▶ _TASK PROMPT_
Continue the post about the Big Data privacy comic from its last sentence.

▶ _TEXT BLOCK_
--------

Terms of Service: understanding our role in the world of Big Data by Michael Keller and Josh Neufeld.
Caution: Readers of Terms of Service will discover they are products and only incidentally consumers of digital services. Surprise, dismay, depression, and despair are common symptoms post-reading. You have been warned.
Al Jazeera uses a comic book format to effectively communicate privacy issues raised by Big Data, the Internet of Things, the Internet, and “free” services.
The story begins with privacy concerns over scanning of Gmail content (remember that?) and takes the reader up to present and likely future privacy concerns.
I quibble with the example of someone being denied a loan because they failed to exercise regularly. The authors innocently assume that banks make loans with the intention of being repaid. That’s the story in high school economics but a long way from how lending works in practice.
The recent mortgage crisis in the United States was caused by banks inducing borrowers to over state their incomes, financing a home loan and its down payment, etc. Banks don’t keep such loans but package them as securities which they then foist off onto others. Construction companies make money building the houses, local government gain tax revenue, etc. Basically a form of churn.

--------

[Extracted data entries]
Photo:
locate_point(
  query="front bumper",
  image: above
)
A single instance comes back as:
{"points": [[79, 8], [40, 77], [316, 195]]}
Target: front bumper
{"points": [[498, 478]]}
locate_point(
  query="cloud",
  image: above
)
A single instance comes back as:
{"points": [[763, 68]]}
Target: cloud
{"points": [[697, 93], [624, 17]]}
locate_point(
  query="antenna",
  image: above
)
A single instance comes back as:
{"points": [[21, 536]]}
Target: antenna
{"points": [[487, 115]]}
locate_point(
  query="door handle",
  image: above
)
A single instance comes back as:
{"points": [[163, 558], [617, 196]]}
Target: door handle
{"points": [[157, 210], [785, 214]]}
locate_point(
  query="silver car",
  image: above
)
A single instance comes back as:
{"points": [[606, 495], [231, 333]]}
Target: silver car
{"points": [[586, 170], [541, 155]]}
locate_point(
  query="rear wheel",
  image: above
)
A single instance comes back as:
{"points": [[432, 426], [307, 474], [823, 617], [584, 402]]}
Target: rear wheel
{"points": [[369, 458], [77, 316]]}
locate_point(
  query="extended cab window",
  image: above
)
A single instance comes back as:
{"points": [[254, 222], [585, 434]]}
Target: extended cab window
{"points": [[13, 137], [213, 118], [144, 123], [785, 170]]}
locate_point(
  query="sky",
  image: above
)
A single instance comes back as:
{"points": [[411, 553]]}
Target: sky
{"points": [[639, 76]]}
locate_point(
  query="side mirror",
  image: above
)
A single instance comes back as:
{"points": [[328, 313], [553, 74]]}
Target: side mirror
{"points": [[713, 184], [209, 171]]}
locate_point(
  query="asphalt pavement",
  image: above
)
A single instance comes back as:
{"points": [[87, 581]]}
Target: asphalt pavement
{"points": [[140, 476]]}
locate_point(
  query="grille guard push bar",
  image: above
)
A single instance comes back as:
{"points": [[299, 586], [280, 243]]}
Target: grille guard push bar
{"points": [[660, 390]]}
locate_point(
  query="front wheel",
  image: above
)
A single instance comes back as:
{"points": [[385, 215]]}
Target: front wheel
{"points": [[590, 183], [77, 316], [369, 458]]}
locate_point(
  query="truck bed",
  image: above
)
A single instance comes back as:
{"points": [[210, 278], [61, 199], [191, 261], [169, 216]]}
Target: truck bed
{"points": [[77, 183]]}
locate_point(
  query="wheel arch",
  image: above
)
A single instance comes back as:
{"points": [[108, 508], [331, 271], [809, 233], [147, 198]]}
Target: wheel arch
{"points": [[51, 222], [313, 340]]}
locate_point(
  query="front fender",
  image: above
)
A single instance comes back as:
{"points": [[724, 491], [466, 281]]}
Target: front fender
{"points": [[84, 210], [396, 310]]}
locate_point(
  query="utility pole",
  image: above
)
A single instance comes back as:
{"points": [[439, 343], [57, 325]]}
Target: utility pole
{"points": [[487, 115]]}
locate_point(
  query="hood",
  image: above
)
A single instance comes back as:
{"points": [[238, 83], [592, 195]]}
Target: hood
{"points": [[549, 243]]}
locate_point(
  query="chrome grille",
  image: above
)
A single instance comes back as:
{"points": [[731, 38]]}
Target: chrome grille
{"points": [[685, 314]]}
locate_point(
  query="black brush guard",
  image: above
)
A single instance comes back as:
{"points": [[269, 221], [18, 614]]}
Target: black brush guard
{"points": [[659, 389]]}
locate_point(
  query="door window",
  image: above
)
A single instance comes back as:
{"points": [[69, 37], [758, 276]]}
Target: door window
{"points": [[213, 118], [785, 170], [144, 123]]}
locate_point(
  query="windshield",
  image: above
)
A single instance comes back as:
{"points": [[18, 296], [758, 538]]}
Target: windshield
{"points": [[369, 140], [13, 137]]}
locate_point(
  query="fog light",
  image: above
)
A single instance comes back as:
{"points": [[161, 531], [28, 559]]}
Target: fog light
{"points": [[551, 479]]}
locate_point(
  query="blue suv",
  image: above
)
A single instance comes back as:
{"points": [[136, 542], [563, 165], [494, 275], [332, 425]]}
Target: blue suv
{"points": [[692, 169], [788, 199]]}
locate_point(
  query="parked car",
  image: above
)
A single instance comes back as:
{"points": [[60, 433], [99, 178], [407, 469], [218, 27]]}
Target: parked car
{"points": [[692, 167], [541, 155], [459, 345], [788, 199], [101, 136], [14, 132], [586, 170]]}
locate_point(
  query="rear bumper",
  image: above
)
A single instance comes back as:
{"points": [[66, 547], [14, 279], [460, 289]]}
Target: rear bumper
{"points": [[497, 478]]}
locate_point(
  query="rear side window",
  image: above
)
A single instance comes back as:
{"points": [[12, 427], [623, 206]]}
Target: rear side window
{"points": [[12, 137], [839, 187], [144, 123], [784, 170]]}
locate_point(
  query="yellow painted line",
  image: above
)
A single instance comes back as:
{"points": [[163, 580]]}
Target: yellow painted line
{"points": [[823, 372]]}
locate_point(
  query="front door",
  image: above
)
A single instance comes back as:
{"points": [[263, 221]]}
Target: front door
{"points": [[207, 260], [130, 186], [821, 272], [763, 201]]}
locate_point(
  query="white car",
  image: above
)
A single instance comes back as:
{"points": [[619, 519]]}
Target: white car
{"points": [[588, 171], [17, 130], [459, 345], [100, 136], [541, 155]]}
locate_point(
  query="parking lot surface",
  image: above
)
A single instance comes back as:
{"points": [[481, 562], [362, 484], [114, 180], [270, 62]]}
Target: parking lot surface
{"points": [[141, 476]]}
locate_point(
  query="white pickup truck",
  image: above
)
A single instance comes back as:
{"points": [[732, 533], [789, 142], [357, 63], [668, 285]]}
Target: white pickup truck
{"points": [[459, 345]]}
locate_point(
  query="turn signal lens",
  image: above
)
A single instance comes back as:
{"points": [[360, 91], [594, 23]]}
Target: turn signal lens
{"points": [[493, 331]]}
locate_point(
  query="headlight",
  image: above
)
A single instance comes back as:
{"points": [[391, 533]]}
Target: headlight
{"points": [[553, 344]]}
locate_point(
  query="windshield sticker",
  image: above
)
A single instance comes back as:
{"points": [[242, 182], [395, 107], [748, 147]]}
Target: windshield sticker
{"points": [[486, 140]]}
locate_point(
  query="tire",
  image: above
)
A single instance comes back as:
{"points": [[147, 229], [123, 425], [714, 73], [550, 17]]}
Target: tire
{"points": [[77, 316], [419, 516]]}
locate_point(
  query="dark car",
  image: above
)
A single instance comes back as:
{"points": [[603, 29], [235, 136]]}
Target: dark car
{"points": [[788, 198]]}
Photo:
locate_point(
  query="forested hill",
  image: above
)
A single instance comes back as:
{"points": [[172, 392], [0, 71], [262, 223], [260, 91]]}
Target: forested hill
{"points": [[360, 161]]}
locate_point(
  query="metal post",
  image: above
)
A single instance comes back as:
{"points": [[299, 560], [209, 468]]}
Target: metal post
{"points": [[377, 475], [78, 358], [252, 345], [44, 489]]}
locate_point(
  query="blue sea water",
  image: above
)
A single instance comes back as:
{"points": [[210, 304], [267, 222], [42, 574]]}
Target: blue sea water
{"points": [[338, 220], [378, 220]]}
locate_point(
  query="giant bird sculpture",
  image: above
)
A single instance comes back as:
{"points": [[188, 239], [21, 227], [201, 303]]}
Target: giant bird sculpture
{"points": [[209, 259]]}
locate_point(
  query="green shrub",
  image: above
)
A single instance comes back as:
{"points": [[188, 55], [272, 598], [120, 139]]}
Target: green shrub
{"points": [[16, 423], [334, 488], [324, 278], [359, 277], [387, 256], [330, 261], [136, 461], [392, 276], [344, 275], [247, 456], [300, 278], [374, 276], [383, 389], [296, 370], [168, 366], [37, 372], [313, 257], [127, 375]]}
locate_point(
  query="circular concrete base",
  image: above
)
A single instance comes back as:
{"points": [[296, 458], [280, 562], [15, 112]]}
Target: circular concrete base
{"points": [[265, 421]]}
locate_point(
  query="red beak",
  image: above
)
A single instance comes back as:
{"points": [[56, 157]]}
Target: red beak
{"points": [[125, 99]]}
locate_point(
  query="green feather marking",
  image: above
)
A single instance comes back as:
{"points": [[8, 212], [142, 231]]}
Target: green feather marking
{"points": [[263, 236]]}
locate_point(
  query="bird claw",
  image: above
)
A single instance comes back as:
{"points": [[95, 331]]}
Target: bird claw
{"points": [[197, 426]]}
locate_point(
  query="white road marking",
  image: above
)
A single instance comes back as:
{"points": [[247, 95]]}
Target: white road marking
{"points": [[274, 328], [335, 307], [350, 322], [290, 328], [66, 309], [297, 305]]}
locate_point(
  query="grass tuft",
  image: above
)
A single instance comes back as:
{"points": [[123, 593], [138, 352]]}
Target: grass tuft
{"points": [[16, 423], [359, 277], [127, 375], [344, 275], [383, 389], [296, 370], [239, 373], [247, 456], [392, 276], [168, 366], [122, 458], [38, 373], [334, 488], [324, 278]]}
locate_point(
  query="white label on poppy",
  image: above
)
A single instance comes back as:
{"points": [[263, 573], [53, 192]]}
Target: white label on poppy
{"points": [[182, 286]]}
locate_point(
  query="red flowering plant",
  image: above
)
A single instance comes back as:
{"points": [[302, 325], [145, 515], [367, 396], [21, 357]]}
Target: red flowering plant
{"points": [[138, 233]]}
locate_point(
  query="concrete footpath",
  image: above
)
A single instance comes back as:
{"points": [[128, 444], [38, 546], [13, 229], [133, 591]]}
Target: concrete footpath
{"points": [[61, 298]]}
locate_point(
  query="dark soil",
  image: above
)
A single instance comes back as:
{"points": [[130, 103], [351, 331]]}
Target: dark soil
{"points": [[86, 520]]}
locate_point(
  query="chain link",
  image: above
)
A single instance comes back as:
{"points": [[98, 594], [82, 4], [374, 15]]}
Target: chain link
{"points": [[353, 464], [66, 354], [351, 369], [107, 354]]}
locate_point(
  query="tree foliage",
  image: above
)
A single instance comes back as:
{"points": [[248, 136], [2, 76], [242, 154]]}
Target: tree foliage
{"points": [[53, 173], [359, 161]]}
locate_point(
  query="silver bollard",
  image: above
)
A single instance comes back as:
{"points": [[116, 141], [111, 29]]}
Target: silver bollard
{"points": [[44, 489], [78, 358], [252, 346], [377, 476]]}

--------

▶ _RESPONSE TO THIS TASK_
But the authors are right that in some theoretical economy loans could be denied because of failure to exercise. Except that would exclude such a large market segment in the United States. Did you know they are about to change the words “…the land of the free…” to “…the land of the obese…?”
That is a minor quibble about what is overall a great piece of work. In only forty-six (46) pages it brings privacy issues into a sharper focus than many longer and more turgid works.
Do you know of any comparable exposition on privacy and Big Data/Internet?
Suggest it for conference swag/holiday present. Write to Terms-of-Service.
I first saw this in a tweet by Gregory Piatetsky.